Beginning with the line where "Pin every instance of the leg" appears, restate the lines word for word through the last one in the listing.

[Opening Excerpted records section]

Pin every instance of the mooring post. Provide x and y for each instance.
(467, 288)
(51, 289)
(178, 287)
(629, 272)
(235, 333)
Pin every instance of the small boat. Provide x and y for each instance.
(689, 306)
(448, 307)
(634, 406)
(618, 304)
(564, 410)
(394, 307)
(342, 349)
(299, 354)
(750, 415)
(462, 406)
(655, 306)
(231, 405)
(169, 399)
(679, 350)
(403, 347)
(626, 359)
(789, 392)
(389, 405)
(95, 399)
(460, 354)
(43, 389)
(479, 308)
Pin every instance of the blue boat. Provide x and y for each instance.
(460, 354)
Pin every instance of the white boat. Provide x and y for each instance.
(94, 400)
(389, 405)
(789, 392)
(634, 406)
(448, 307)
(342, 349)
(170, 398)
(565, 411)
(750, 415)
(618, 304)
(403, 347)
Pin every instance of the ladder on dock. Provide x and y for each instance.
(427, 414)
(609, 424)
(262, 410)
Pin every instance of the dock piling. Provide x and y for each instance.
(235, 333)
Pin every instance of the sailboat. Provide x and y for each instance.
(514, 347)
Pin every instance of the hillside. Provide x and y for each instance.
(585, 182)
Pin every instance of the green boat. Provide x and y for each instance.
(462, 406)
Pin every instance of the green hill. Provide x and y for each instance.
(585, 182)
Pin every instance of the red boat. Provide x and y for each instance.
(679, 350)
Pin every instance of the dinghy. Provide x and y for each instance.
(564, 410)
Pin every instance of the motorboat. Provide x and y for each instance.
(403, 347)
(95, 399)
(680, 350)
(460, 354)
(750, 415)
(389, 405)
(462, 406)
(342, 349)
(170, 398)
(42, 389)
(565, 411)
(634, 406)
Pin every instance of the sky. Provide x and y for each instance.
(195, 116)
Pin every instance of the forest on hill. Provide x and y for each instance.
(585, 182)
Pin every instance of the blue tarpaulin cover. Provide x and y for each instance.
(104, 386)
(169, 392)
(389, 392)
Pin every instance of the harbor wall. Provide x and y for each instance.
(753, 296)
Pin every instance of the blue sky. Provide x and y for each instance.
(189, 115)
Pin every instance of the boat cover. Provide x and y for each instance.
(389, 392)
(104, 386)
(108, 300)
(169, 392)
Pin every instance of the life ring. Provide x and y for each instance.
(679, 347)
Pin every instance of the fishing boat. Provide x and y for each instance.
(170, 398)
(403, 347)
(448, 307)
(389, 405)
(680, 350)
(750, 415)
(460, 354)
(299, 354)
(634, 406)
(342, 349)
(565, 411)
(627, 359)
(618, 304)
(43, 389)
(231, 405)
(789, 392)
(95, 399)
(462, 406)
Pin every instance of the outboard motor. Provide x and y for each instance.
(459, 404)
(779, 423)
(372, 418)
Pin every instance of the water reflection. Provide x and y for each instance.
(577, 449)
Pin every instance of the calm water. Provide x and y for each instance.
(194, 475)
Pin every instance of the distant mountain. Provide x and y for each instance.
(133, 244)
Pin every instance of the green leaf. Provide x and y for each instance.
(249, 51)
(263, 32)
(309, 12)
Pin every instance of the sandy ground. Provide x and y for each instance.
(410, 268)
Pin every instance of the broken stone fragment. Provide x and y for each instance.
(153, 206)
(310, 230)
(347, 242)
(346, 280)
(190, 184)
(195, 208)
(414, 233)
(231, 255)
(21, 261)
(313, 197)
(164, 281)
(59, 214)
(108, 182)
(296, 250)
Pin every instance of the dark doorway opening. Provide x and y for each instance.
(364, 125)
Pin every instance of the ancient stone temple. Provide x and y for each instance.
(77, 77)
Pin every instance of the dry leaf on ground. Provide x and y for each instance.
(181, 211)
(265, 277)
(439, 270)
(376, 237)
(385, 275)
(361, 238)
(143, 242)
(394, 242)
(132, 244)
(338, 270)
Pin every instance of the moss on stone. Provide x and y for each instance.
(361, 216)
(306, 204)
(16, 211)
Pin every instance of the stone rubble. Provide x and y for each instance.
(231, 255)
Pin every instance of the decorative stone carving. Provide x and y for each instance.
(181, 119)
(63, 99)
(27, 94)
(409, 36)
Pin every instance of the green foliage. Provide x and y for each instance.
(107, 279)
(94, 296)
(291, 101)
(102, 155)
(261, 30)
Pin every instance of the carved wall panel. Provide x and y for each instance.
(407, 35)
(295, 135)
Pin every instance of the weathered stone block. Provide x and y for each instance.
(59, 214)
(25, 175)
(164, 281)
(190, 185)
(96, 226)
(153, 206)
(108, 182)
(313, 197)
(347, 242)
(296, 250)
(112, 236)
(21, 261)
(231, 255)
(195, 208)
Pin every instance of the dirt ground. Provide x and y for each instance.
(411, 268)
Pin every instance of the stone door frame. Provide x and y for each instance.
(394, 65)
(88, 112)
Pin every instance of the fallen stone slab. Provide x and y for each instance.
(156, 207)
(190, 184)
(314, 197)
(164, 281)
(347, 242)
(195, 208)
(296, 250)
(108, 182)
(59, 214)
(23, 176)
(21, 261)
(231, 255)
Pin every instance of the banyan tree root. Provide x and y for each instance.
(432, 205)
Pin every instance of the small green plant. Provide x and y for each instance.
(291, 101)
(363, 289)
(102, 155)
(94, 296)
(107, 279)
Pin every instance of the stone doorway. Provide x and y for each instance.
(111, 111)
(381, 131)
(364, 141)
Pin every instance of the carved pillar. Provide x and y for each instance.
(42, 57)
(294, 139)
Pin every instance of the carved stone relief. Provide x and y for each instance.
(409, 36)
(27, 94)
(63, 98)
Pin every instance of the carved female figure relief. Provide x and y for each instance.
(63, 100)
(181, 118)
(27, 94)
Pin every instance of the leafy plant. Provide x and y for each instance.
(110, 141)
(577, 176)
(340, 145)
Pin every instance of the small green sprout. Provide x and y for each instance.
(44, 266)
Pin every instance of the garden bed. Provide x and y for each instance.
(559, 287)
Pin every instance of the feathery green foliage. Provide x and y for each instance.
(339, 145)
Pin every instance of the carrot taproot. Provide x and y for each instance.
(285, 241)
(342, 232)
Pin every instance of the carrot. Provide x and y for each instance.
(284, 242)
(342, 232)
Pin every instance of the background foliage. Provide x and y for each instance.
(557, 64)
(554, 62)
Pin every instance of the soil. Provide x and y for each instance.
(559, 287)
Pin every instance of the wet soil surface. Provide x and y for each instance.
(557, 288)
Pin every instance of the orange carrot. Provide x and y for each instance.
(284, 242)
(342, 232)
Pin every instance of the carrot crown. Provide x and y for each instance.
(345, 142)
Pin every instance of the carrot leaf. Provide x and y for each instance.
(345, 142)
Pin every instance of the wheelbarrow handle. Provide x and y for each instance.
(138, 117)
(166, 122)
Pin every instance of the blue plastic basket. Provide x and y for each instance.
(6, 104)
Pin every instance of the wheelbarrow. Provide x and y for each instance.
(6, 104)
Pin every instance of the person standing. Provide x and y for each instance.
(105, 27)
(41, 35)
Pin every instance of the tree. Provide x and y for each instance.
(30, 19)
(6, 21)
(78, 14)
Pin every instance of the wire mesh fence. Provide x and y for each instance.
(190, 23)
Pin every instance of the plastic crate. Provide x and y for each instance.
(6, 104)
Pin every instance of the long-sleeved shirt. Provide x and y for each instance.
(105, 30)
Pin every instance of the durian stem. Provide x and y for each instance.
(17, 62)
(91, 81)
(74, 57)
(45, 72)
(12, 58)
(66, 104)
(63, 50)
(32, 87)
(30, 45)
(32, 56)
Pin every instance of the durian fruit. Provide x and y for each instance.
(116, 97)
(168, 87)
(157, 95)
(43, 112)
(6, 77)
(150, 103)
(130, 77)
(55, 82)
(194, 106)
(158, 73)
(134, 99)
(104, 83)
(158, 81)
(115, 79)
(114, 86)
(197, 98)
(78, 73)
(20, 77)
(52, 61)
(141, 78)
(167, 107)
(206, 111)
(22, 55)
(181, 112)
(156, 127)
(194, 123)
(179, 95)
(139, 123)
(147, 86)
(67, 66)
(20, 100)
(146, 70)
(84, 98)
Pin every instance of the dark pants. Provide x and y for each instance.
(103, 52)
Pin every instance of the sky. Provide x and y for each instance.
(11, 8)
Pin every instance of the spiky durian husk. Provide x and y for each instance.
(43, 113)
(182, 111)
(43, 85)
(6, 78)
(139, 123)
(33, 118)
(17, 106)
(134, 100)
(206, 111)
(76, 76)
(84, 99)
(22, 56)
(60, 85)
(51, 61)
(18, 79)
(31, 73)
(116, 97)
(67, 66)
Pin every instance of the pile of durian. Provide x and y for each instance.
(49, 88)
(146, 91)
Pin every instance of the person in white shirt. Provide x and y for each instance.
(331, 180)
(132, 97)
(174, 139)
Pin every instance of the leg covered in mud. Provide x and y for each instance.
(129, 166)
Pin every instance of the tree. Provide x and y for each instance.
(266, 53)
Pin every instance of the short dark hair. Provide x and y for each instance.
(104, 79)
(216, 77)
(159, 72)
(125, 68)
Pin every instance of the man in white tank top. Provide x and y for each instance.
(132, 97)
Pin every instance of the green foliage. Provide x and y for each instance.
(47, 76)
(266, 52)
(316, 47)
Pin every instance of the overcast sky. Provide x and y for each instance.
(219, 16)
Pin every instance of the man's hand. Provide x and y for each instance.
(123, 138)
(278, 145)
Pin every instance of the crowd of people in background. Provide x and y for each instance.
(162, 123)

[Closing Excerpted records section]

§ **Solution to the exercise**
Pin every instance of the leg covered in mud. Provide x and y for each instance.
(129, 166)
Pin every instance of the tree. Provide x and y for each instance.
(266, 53)
Pin every instance of the short dark hair. Provide x and y for each instance.
(104, 79)
(216, 77)
(159, 72)
(125, 68)
Pin every instance of the man in white tank top. Provide x and y for each instance.
(132, 97)
Pin every instance of the green foliage. Provide x and y for each instance.
(47, 76)
(266, 52)
(316, 47)
Pin every instance of the overcast sky. Provide x and y for each instance.
(219, 16)
Pin every instance of the man's hand. Provide x and y for each instance.
(123, 138)
(278, 145)
Pin every instance of the crowd of people in background. Provide x and y for each instance.
(162, 123)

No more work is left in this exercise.